Written problem 1:
In the article on the Russian jetliner crash below, write out the passage word for word, starting at "Asked if a terrorist" and ending at "mostly Russian passengers.".
Written problem 2:
Rewrite the paragraph beginning "The Metrojet was flying at 31,000 feet" from the crash article below as a short bulleted list that keeps its main facts.

Text to read:

┄┄┄┄┄┄┄┄┄┄┄┄┄┄┄┄┄┄┄┄

St. Petersburg and Cairo, AP/Asharq Al-Awsat—Mystery and confusion surrounded the final moments of a Russian jetliner that plummeted suddenly from high altitude to the Egyptian desert, killing all 224 people aboard. The airline on Monday ruled out pilot error or a technical fault, but Russian aviation officials dismissed those comments as premature.
Some aviation experts raised the possibility that a bomb on board the Metrojet Airbus A321-200 brought it down, while others cited an incident in 2001 when the aircraft grazed the runway with its tail while landing.
James Clapper, the US director of national intelligence, said that while there is no direct evidence of any terrorist involvement yet, it couldn’t be excluded that the plane was brought down by Islamic State of Iraq and Syria (ISIS) affiliates in the Sinai Peninsula.
Asked if a terrorist attack could be ruled out, President Vladimir Putin’s spokesman, Dmitry Peskov, said: “No versions could be excluded.”
Peskov praised the role of the Egyptian authorities in handling the investigation of the crash so far and said there would be more in-depth coordination between them and Russian aviation experts in the coming days.
Mohamed Rahma, spokesman for the Egyptian Civil Aviation Ministry, told Asharq Al-Awsat on Monday there was still no specific timeframe for announcing the results of the investigation.
He said the committee charged with looking into the incident could take “up to a year” to conclude its investigations.
The Metrojet was flying at 31,000 feet over the Sinai on Saturday when it crashed only 23 minutes after taking off from the Egyptian Red Sea resort of Sharm El-Sheikh for St. Petersburg with mostly Russian passengers.
Metrojet firmly denied that the crash could have been caused by either equipment failure or crew error.
“The only possible explanation could be an external impact on the airplane,” Metrojet’s deputy director Alexander Smirnov told a news conference in Moscow. When pressed for more details, Smirnov said he was not at liberty to discuss them because the investigation was ongoing.
Asked if the plane could have been brought down by a terrorist attack, he said only that “anything was possible.”
But Russia’s top aviation official, Alexander Neradko, dismissed the company’s statement as premature and unfounded.
In televised comments from Egypt, Neradko said it would be possible to draw conclusions about the crash only after experts examined the plane’s flight data and cockpit voice recorders and studied the wreckage.

┄┄┄┄┄┄┄┄┄┄┄┄┄┄┄┄┄┄┄┄

Entries shown:
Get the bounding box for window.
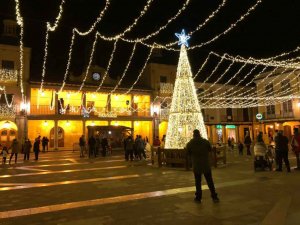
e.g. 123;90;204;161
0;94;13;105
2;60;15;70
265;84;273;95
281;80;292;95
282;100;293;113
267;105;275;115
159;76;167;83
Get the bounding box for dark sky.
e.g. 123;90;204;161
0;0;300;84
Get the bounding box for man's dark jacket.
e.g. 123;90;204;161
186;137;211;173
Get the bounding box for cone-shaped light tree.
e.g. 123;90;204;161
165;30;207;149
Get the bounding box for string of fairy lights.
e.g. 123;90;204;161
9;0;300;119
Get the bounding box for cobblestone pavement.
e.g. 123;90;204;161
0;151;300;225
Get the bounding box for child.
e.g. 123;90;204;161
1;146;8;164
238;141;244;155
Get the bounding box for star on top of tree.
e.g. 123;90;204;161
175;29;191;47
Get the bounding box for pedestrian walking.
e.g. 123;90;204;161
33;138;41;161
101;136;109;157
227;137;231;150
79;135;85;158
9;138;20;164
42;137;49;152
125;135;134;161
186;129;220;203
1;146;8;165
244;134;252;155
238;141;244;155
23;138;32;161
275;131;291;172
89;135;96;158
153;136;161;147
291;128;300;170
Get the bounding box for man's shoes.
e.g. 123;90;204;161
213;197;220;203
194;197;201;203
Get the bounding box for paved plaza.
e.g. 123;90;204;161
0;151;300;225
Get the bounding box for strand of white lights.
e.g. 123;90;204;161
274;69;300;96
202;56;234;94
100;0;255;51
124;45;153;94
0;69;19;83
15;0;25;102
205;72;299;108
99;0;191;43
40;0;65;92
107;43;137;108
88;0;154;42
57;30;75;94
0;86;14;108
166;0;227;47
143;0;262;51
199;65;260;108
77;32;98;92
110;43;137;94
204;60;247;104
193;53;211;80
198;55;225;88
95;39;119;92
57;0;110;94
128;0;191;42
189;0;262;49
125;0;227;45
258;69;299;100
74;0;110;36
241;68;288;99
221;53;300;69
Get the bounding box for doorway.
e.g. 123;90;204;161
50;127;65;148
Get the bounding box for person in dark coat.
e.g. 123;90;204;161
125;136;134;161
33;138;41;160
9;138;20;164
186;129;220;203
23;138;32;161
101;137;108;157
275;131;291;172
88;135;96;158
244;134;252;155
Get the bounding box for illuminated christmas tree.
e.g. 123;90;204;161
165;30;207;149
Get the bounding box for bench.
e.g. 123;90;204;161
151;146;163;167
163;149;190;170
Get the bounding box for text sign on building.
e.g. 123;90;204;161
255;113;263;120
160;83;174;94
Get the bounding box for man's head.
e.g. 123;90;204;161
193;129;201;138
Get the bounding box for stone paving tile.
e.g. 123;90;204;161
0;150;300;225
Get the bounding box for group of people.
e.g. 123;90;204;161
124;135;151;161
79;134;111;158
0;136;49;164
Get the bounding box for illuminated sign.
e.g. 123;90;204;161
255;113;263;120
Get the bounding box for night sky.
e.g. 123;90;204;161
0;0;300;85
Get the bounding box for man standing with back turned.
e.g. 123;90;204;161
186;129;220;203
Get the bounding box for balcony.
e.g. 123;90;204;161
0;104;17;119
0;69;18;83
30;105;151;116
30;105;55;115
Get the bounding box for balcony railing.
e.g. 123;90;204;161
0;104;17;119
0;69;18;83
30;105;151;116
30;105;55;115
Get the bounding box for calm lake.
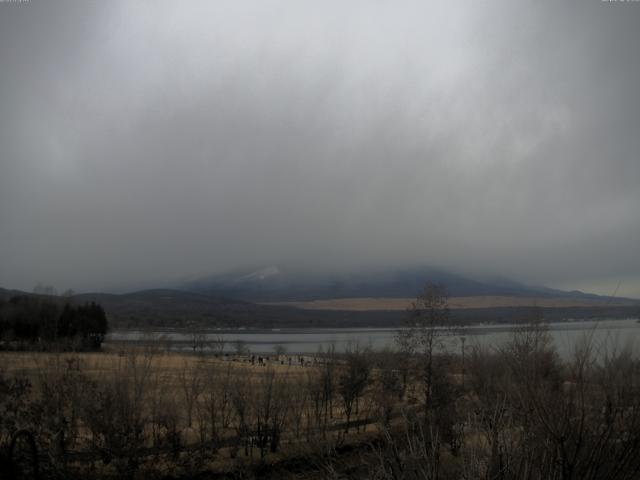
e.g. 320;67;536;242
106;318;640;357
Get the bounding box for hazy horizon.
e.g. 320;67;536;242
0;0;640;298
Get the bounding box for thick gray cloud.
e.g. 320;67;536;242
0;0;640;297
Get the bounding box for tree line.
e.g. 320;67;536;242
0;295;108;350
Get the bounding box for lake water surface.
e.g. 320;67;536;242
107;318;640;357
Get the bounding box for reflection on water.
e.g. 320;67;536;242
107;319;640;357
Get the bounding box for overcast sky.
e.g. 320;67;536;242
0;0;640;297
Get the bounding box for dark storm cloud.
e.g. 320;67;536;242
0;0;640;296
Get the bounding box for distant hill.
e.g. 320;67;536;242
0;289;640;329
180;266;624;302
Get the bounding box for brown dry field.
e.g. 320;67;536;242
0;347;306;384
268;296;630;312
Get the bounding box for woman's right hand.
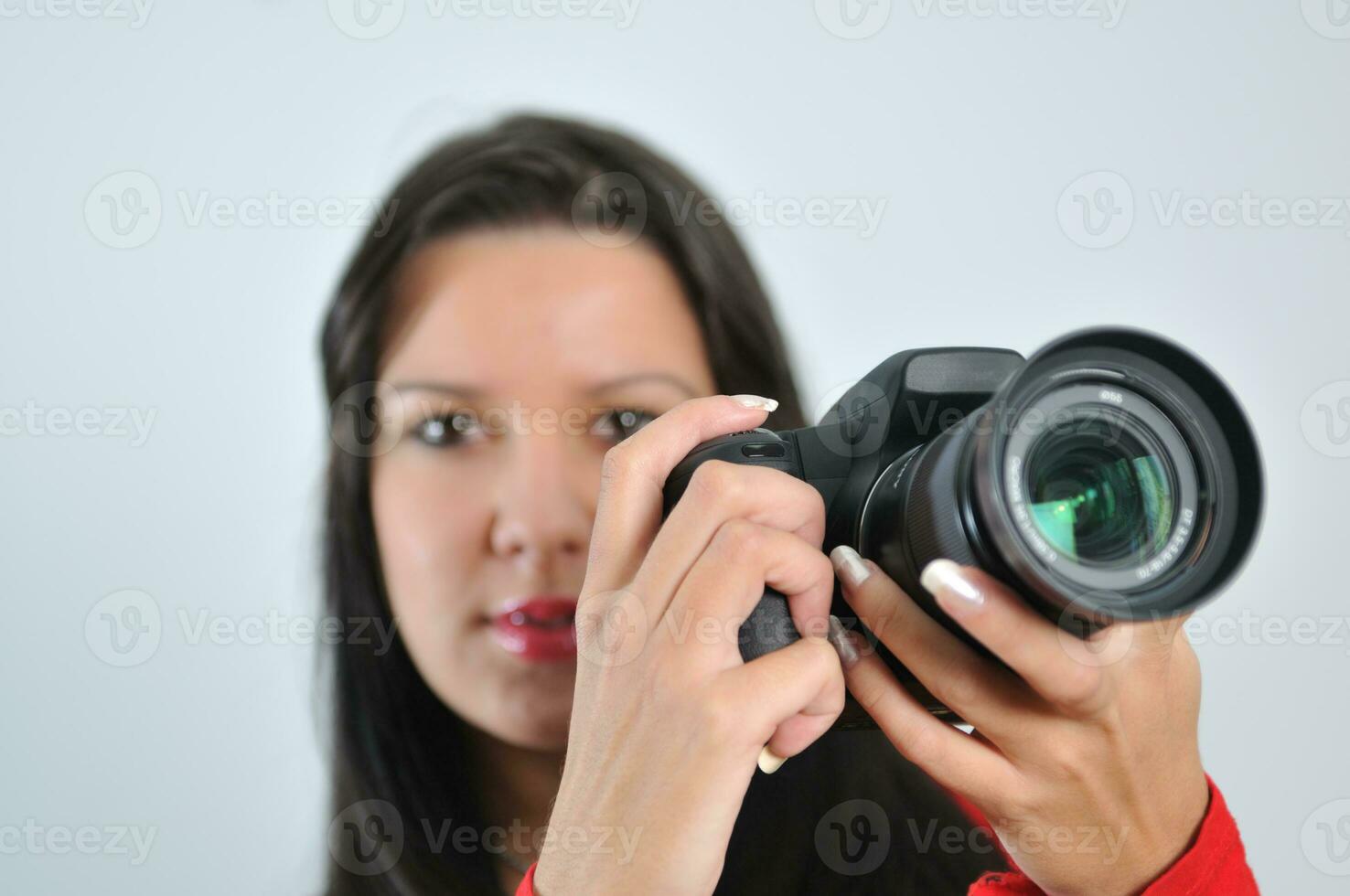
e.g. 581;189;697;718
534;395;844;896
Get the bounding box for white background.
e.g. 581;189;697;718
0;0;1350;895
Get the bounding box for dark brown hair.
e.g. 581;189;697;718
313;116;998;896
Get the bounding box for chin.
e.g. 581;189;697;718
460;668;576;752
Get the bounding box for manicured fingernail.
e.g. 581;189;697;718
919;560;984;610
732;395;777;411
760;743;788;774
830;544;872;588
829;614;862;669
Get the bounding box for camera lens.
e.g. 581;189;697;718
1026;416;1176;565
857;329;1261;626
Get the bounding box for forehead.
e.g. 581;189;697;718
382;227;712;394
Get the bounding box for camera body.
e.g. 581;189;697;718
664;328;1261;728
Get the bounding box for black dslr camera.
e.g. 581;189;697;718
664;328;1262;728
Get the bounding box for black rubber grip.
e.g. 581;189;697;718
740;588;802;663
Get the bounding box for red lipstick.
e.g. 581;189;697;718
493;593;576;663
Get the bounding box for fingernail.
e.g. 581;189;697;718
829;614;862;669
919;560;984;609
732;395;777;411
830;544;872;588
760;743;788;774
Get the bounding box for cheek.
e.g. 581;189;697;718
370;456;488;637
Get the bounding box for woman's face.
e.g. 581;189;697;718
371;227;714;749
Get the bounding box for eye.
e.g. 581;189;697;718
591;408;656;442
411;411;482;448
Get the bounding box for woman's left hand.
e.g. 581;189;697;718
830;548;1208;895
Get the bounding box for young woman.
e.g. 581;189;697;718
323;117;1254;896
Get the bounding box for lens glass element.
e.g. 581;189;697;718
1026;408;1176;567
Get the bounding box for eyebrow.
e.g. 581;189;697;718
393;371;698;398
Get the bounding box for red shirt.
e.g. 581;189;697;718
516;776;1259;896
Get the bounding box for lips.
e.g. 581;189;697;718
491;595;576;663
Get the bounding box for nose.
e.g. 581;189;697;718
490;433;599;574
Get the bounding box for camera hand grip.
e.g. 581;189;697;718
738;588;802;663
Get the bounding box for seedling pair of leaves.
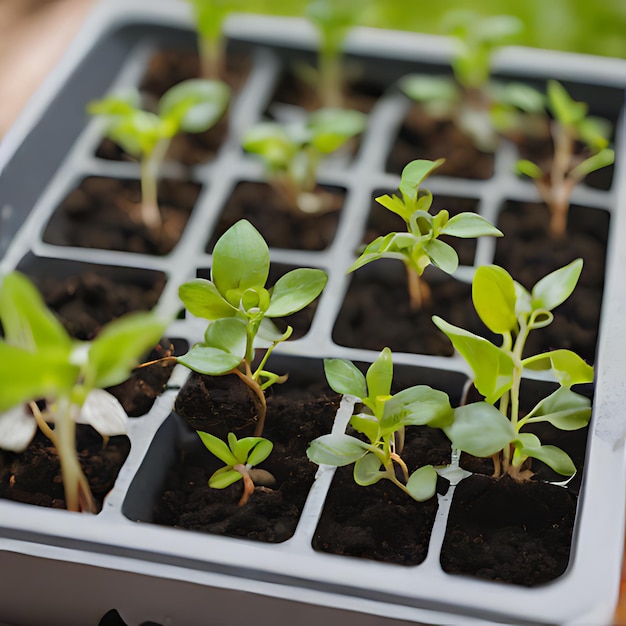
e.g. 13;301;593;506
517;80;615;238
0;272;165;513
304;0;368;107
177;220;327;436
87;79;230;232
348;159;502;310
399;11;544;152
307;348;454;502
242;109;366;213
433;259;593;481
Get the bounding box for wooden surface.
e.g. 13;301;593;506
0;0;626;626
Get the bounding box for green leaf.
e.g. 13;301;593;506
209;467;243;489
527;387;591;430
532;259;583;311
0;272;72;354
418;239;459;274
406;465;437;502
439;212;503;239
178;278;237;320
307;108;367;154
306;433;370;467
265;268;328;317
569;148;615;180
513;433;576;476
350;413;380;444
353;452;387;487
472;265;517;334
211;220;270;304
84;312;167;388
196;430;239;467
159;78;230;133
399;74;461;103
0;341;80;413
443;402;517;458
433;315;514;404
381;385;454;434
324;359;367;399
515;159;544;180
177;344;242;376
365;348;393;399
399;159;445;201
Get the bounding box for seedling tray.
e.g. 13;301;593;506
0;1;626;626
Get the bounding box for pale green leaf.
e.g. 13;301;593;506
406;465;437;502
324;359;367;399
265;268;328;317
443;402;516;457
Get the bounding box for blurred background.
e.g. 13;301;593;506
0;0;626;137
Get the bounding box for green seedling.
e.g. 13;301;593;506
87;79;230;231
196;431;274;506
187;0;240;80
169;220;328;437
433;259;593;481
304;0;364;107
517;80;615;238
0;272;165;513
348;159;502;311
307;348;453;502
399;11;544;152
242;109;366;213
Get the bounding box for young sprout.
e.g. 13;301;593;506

┄┄┄┄┄┄┄┄┄┄┄┄┄┄┄┄┄┄┄┄

Task answer 1:
Asked if a terrorist attack could be ruled out, President Vladimir Putin’s spokesman, Dmitry Peskov, said: “No versions could be excluded.”
Peskov praised the role of the Egyptian authorities in handling the investigation of the crash so far and said there would be more in-depth coordination between them and Russian aviation experts in the coming days.
Mohamed Rahma, spokesman for the Egyptian Civil Aviation Ministry, told Asharq Al-Awsat on Monday there was still no specific timeframe for announcing the results of the investigation.
He said the committee charged with looking into the incident could take “up to a year” to conclude its investigations.
The Metrojet was flying at 31,000 feet over the Sinai on Saturday when it crashed only 23 minutes after taking off from the Egyptian Red Sea resort of Sharm El-Sheikh for St. Petersburg with mostly Russian passengers.

Task answer 2:
- The Metrojet crashed on Saturday while flying at 31,000 feet over the Sinai.
- It went down only 23 minutes after takeoff from the Egyptian Red Sea resort of Sharm El-Sheikh.
- It was bound for St. Petersburg.
- Most of the passengers were Russian.